* _Tasks_
• A. Render this sentence from the essay on 9/11 and equal protection into Spanish: "Of course, the memorable events did not end on September 11."
• B. Carry on the essay on 9/11 and equal protection, starting right after its final sentence.

* _Selected extract_
9.11 and the Equal Protection of Law
James RIM
Perspectives,
Vol. 3, No. 3
As
a native New Yorker, I was shocked to see two towering symbols
of my beloved city and, more importantly, the lives of thousands
of my fellow New Yorkers, destroyed this past September 11.
On that day, I witnessed the Twin Towers smoldering in flames
as I was commuting to work in the morning, and by the time
I was finally able to leave my Manhattan office, the towers
were no more. Of course, the memorable events did not end
on September 11. The days following have included an evacuation
of my office due to a bomb threat, numerous reports of other
possible terrorist attacks, the anthrax scare across the country,
and the military campaign in Afghanistan. I, like my fellow
Americans, have felt the wide range of emotions triggered
by these unfathomable events, including anger, fear, concern,
and sadness. Much attention has been focused on the tremendous
obstacles the United States and its allies face in this "War
on Terror" across the globe, which many believe must
be won at all cost. Indeed, preserving the integrity of the
state and safety of its citizens a fundamental duty of any
legitimate government. In waging this war, the U.S. government
has undertaken many forceful measures, including targeting
Middle-Eastern and Muslim men in their terror investigation,
raising the possibility of employing military tribunals for
non-U.S. citizens, and clamping down on suspected terrorist
financial networks. These measures, and the possibility of
even tighter measures, have prompted many to voice their concerns.

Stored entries
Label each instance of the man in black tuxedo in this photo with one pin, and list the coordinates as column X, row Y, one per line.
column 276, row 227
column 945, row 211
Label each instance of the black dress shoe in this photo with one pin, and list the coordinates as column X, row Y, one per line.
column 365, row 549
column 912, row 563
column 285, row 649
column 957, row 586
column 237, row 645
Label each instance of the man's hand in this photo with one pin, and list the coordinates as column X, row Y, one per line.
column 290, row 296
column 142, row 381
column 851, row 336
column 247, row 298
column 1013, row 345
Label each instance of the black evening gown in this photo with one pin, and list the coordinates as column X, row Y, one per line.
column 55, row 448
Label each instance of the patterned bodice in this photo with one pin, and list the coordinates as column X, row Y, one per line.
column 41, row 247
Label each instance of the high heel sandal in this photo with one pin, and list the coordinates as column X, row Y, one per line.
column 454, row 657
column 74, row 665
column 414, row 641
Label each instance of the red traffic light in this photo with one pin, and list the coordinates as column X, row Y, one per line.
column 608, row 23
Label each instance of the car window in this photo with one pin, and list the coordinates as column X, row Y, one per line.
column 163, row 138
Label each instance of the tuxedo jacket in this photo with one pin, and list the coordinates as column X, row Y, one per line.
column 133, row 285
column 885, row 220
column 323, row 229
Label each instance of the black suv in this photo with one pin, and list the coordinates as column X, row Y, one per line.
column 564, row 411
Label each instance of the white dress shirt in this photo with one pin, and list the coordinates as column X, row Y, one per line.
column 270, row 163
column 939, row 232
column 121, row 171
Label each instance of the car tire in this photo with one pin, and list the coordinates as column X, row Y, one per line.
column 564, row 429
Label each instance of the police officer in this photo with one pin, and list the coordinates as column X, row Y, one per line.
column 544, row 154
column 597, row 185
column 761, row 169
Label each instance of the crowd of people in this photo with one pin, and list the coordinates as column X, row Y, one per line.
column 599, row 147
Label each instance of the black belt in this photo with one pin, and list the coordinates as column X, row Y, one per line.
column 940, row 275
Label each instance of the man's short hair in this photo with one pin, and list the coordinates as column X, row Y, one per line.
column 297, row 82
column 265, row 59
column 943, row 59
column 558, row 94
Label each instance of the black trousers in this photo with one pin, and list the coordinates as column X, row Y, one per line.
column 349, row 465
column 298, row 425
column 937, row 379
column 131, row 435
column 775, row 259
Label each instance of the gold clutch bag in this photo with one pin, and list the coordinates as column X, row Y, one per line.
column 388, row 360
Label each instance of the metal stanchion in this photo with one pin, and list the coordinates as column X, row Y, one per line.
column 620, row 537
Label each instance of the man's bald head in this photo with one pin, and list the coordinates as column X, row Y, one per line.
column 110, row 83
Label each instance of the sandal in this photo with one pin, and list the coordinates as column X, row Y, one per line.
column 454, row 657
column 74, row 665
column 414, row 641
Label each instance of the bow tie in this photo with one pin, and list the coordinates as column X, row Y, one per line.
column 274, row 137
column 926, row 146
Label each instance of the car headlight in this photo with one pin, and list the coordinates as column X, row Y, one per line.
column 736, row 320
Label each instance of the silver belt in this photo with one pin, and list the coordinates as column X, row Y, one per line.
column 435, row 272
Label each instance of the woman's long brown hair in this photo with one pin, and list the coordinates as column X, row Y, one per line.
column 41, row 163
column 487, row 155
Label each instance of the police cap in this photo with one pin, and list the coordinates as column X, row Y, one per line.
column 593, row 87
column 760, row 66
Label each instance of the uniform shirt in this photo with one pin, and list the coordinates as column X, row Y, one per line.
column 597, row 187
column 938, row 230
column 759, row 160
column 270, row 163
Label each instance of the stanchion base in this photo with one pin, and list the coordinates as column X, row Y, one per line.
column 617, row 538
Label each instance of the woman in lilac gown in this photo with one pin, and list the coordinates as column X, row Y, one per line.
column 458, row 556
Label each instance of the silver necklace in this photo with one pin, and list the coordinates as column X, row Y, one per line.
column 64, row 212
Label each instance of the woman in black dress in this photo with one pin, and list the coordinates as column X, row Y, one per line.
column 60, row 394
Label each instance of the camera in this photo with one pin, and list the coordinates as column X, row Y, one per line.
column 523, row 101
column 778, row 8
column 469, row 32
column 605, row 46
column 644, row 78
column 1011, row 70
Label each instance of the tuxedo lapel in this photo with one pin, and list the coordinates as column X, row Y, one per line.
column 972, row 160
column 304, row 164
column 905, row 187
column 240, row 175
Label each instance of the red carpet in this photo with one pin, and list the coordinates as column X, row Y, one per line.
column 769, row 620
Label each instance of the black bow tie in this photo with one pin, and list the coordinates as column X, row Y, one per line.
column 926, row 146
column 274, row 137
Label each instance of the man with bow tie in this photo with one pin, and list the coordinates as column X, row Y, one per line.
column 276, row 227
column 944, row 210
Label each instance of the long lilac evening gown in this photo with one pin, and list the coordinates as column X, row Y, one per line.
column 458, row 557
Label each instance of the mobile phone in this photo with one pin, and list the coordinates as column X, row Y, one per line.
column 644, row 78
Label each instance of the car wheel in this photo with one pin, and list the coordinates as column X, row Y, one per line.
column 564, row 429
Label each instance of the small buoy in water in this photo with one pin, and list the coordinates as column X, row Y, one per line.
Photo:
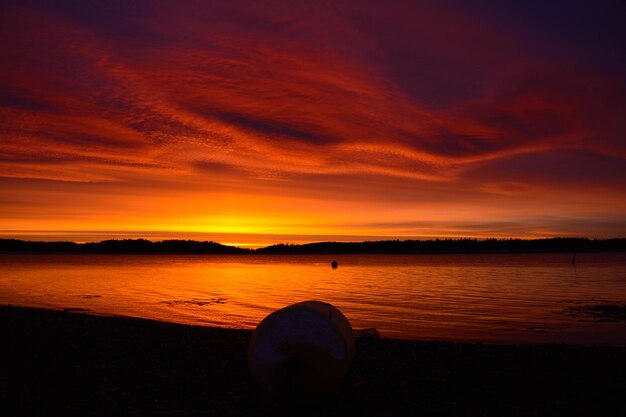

* _Responses in order_
• A. Por supuesto, los acontecimientos memorables no terminaron el 11 de septiembre.

• B.
The most widely expressed of these concerns has been the sentiment
that America's most cherished civil liberties may be weakened
by America's new war. This short commentary addresses America's
new war from a constitutional perspective, focusing on the
constitutional guarantee of equal protection under the law.
The
War on Terror began as a reflexive reaction to the brutal
events of September 11, and America's goals have been stated
as the destruction of Bin Laden's terrorist network, bringing
the responsible parties to justice, and thwarting future terrorist
attacks against the U.S. While there is little dispute over
these noble goals, it has become increasingly apparent that
significant costs will be incurred in fighting this war. While
America, perhaps the most economically blessed nation in the
history of human-kind, can likely manage the financial costs
of waging this war, the costs on American society, values,
and history may be far more significant. America has been
held by many in the world as a beacon of civil liberties and
a model of stable constitutional system of government. One
constitutional principal that has guided the development of
these values is equal protection under the law. To advance
the cause of equality of citizens under the law, America has
endured a civil war, the struggle for universal suffrage,
and the civil rights movement. At this critical moment of
American history, the lessons from America's struggle for
equal rights should guide the policies pursued in this new
war, lest our constitutional liberties be counted among the
casualties of this war.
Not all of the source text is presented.